▸ **EXTRACT PROVIDED**:
* * *

Focus
advertising,
auctions and other pricing mechanisms,
charitable fundraising, and
electronic commerce.
Biography
I am passionate about the use of field experiments in economics and the social sciences, and I have spent my career promoting their use. Before my dissertation at MIT in 1996, field experiments were quite rare in economics. Now there are dozens of people regularly performing field experiments to learn about economic and social behavior. Most people still consider economics to be an observational rather than an experimental science, but that has been changing significantly.
I recently began working at Google as a Research Scientist. Before that, I was at Yahoo! Research where I worked primarily on experiments to measure the effects of online advertising. Previously, I was also a professor of economics at the University of Arizona. I have also taught in the department of Economics at Vanderbilt University, and in the department of Management and Strategy at Northwestern University.
In 2010, I settled in Berkeley, California, with my wife Jill Sazama. I am finally feeling a bit settled in the Bay Area, after several years of transition between my former home in Tucson and my new home in California. I enjoy being able to take the GBus to work (from Berkeley to Mountain View), using onboard WiFi rather than driving. I've also started biking around the Google campus and the Palo Alto area; previously I hadn't used a bike in nearly thirty years.

* * *

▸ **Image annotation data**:
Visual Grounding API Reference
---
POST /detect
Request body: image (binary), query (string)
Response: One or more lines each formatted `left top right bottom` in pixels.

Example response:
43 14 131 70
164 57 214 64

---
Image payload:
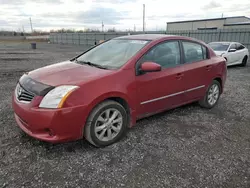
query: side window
236 44 245 50
202 46 208 59
139 41 181 68
182 42 207 63
229 44 237 50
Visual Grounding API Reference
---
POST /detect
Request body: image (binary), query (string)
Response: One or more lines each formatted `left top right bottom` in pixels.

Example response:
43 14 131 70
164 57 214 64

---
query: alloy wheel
94 108 123 142
207 84 220 106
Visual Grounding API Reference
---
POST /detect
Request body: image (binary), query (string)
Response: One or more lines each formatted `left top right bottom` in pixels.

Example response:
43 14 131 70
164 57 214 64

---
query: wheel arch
86 92 134 127
214 77 223 93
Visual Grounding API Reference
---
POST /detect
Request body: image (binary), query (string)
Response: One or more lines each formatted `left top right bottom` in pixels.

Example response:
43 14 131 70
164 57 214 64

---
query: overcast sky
0 0 250 31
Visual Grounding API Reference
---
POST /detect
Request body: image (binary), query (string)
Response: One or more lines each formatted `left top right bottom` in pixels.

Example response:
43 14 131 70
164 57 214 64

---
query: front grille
16 84 35 103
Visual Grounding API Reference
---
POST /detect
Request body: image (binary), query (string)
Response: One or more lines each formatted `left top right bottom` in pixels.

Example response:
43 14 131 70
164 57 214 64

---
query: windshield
208 43 229 51
77 39 149 69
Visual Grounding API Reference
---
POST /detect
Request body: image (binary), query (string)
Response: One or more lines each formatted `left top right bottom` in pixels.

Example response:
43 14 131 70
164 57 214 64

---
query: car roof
209 41 241 44
114 34 175 40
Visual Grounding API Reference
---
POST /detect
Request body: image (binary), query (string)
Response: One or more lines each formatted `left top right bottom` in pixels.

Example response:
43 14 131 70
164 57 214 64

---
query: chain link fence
49 29 250 49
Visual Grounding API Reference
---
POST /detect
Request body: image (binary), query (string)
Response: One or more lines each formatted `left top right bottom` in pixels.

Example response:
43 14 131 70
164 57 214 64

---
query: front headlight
39 85 79 108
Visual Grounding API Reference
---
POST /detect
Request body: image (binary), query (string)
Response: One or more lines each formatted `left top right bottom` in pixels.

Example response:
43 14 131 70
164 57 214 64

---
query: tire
241 56 247 67
199 80 221 109
84 100 128 147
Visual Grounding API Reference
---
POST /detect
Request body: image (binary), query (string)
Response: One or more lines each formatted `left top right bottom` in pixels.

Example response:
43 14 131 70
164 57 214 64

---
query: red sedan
13 34 227 147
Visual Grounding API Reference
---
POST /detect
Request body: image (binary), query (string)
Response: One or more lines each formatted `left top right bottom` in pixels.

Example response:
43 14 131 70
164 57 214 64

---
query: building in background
167 16 250 31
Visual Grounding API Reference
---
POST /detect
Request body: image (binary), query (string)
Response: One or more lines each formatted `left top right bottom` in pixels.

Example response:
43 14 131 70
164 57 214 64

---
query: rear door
136 41 185 117
227 43 238 64
182 41 214 102
236 43 246 64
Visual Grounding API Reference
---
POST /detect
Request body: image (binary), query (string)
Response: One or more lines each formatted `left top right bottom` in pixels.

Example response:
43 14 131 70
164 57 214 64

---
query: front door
182 41 214 102
227 43 238 65
136 41 185 117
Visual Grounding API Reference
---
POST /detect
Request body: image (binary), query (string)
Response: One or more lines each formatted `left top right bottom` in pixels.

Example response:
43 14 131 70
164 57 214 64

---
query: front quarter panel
63 69 136 125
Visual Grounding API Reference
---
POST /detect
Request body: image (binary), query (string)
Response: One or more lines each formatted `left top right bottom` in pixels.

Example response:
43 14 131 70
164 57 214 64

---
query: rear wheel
199 80 221 109
241 56 247 67
84 100 128 147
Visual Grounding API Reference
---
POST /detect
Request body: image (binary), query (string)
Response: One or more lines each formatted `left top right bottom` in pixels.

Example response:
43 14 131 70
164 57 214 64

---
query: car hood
29 61 114 86
214 51 227 56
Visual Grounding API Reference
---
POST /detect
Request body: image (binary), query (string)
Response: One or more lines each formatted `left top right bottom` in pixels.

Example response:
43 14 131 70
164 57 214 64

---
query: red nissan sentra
13 34 227 147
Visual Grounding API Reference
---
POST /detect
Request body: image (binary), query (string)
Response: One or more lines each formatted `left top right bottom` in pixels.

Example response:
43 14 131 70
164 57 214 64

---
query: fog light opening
44 128 55 136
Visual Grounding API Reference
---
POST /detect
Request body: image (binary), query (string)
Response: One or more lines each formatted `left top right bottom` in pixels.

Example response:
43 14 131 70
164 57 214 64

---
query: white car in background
208 42 249 66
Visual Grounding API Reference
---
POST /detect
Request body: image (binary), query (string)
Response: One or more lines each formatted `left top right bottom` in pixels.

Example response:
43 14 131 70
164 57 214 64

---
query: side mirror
140 62 161 72
228 49 236 52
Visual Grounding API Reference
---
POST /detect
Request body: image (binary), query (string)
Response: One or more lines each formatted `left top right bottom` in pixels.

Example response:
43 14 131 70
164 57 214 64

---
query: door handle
176 73 184 80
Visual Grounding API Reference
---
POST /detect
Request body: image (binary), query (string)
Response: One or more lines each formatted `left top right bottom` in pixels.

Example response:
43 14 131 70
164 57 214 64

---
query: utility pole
102 21 104 32
143 4 145 32
30 18 33 33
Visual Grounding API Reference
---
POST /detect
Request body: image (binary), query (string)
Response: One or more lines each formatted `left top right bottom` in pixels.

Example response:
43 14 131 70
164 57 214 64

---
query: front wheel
199 80 221 109
84 100 128 147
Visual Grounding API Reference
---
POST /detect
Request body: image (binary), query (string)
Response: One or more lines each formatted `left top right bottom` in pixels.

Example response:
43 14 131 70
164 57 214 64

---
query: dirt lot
0 43 250 188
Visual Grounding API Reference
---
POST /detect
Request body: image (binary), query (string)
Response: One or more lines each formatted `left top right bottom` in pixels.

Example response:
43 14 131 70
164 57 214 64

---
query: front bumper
12 94 87 143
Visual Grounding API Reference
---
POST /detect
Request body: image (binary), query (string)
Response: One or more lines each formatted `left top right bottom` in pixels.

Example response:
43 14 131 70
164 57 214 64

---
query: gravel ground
0 43 250 188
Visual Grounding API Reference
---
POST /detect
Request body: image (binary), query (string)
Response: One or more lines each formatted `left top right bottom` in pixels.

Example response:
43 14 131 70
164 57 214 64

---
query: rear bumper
12 95 87 143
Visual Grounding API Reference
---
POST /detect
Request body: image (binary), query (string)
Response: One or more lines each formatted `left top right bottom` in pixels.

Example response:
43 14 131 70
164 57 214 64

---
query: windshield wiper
75 59 108 69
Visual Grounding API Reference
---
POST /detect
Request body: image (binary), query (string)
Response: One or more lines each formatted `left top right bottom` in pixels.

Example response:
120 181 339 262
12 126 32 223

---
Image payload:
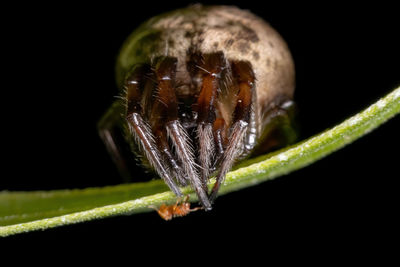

* * *

▸ **PROBLEM TO WORK ON**: Transcribe the passage of the biography page between "I recently began" and "nearly thirty years.", inclusive. These records were drawn from a separate source.

▸ **RESULT**:
I recently began working at Google as a Research Scientist. Before that, I was at Yahoo! Research where I worked primarily on experiments to measure the effects of online advertising. Previously, I was also a professor of economics at the University of Arizona. I have also taught in the department of Economics at Vanderbilt University, and in the department of Management and Strategy at Northwestern University.
In 2010, I settled in Berkeley, California, with my wife Jill Sazama. I am finally feeling a bit settled in the Bay Area, after several years of transition between my former home in Tucson and my new home in California. I enjoy being able to take the GBus to work (from Berkeley to Mountain View), using onboard WiFi rather than driving. I've also started biking around the Google campus and the Palo Alto area; previously I hadn't used a bike in nearly thirty years.